# Aim:
Arrange the records, from the line containing "Where can the tree" through the end of the records inclusive, as a Markdown table with the columns Row and Text. Give each line its own numbered row and leave out any blank lines.

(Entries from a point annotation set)
begin

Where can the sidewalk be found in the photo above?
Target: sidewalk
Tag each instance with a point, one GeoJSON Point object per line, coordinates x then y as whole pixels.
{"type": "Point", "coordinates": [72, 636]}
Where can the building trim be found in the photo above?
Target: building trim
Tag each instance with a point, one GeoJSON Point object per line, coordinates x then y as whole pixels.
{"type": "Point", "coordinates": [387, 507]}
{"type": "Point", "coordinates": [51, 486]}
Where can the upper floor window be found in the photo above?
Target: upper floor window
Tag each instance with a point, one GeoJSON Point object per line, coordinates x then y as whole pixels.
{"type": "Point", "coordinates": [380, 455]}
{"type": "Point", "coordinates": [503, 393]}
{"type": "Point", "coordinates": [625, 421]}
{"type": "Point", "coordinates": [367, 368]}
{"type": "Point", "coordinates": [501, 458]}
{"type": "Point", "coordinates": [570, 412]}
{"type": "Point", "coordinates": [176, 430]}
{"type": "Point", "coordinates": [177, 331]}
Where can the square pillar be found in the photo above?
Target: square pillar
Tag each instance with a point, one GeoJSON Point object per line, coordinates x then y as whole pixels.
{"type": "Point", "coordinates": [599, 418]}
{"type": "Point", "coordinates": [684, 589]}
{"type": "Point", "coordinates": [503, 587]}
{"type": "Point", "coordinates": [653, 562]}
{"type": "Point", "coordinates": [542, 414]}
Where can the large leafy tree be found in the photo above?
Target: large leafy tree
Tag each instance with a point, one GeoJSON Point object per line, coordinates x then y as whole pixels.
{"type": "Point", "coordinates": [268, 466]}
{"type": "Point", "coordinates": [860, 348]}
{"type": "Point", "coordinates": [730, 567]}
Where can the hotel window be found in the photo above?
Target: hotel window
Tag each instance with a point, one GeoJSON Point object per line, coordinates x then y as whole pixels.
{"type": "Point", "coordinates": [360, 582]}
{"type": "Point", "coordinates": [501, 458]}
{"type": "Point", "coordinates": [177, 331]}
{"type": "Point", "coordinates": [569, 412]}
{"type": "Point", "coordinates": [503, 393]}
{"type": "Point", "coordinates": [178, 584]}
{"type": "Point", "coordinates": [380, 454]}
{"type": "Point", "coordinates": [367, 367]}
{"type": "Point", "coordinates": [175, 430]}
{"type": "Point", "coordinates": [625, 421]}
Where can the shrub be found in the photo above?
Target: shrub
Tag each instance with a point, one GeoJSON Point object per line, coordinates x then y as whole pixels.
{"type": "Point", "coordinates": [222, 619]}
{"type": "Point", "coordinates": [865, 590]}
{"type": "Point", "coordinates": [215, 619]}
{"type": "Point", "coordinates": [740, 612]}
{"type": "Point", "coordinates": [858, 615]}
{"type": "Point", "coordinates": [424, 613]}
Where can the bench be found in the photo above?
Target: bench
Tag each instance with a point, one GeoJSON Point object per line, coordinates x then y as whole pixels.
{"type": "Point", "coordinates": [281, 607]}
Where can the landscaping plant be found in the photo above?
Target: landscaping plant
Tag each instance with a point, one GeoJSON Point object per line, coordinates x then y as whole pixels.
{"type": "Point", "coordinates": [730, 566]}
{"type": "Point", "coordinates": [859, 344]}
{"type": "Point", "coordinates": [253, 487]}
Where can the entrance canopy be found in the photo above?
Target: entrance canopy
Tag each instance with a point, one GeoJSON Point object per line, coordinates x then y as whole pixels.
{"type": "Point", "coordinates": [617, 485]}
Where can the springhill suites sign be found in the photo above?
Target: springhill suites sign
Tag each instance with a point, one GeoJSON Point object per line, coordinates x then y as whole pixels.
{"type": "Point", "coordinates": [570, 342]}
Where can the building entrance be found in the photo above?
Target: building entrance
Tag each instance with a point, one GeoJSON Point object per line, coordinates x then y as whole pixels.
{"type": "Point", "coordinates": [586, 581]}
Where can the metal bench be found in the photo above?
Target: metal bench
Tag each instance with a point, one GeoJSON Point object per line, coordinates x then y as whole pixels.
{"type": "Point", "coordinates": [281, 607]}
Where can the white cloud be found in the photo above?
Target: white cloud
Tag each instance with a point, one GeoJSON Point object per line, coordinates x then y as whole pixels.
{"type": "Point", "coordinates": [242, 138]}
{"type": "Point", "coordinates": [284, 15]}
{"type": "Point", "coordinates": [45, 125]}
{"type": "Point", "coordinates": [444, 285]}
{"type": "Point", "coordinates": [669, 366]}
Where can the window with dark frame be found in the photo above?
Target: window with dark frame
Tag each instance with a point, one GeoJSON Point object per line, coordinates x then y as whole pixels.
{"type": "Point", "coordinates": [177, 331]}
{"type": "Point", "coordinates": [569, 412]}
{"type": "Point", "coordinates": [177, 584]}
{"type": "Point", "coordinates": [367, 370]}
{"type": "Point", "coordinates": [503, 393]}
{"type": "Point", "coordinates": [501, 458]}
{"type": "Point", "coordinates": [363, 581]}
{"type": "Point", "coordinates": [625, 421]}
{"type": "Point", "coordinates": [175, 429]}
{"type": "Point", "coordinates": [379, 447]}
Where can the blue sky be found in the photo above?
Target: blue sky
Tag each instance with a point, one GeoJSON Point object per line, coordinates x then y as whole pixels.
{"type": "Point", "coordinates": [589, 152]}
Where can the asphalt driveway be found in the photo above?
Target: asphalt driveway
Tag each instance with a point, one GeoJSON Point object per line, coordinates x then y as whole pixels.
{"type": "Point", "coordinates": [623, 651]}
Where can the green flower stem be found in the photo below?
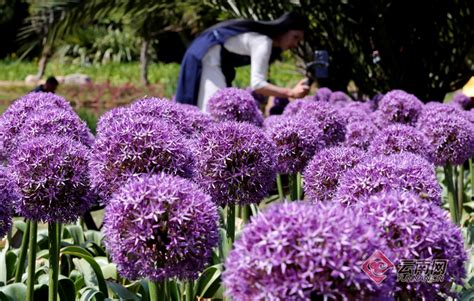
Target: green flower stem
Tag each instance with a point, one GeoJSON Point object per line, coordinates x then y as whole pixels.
{"type": "Point", "coordinates": [293, 186]}
{"type": "Point", "coordinates": [23, 252]}
{"type": "Point", "coordinates": [157, 291]}
{"type": "Point", "coordinates": [189, 291]}
{"type": "Point", "coordinates": [231, 221]}
{"type": "Point", "coordinates": [453, 208]}
{"type": "Point", "coordinates": [30, 282]}
{"type": "Point", "coordinates": [53, 235]}
{"type": "Point", "coordinates": [281, 195]}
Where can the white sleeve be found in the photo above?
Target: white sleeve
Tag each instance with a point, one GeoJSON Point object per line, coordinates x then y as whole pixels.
{"type": "Point", "coordinates": [260, 51]}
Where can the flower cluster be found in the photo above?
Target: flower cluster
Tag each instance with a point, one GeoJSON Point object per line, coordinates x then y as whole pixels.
{"type": "Point", "coordinates": [235, 163]}
{"type": "Point", "coordinates": [17, 113]}
{"type": "Point", "coordinates": [402, 171]}
{"type": "Point", "coordinates": [360, 134]}
{"type": "Point", "coordinates": [137, 144]}
{"type": "Point", "coordinates": [416, 229]}
{"type": "Point", "coordinates": [300, 251]}
{"type": "Point", "coordinates": [232, 104]}
{"type": "Point", "coordinates": [321, 177]}
{"type": "Point", "coordinates": [398, 106]}
{"type": "Point", "coordinates": [49, 173]}
{"type": "Point", "coordinates": [7, 197]}
{"type": "Point", "coordinates": [450, 133]}
{"type": "Point", "coordinates": [296, 142]}
{"type": "Point", "coordinates": [160, 227]}
{"type": "Point", "coordinates": [401, 138]}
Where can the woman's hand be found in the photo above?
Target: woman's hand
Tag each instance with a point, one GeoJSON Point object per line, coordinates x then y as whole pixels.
{"type": "Point", "coordinates": [300, 90]}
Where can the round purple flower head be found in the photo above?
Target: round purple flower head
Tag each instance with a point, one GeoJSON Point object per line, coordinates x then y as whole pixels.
{"type": "Point", "coordinates": [49, 173]}
{"type": "Point", "coordinates": [327, 118]}
{"type": "Point", "coordinates": [403, 171]}
{"type": "Point", "coordinates": [398, 106]}
{"type": "Point", "coordinates": [53, 121]}
{"type": "Point", "coordinates": [323, 94]}
{"type": "Point", "coordinates": [417, 230]}
{"type": "Point", "coordinates": [300, 251]}
{"type": "Point", "coordinates": [296, 143]}
{"type": "Point", "coordinates": [160, 227]}
{"type": "Point", "coordinates": [232, 104]}
{"type": "Point", "coordinates": [321, 176]}
{"type": "Point", "coordinates": [360, 134]}
{"type": "Point", "coordinates": [17, 113]}
{"type": "Point", "coordinates": [462, 101]}
{"type": "Point", "coordinates": [339, 97]}
{"type": "Point", "coordinates": [235, 163]}
{"type": "Point", "coordinates": [135, 145]}
{"type": "Point", "coordinates": [450, 133]}
{"type": "Point", "coordinates": [7, 197]}
{"type": "Point", "coordinates": [399, 138]}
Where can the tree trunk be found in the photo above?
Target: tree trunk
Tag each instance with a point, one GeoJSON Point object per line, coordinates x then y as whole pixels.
{"type": "Point", "coordinates": [144, 60]}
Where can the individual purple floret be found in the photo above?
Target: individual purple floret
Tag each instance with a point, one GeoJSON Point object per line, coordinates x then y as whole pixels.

end

# The completed task:
| Row | Text |
|---|---|
| 1 | Where can the tree trunk be found in the photo above? |
| 2 | Target: tree trunk |
| 3 | Tag each instance with a point, one GeoJSON Point object per line, coordinates x then y as whole pixels. |
| 4 | {"type": "Point", "coordinates": [144, 60]} |
| 5 | Where can the individual purple floret be found in the photo above? |
| 6 | Target: individual purple floret |
| 7 | Tag each instance with a point, one GeoJSON Point object per line, coordinates x then y as whole pixels. |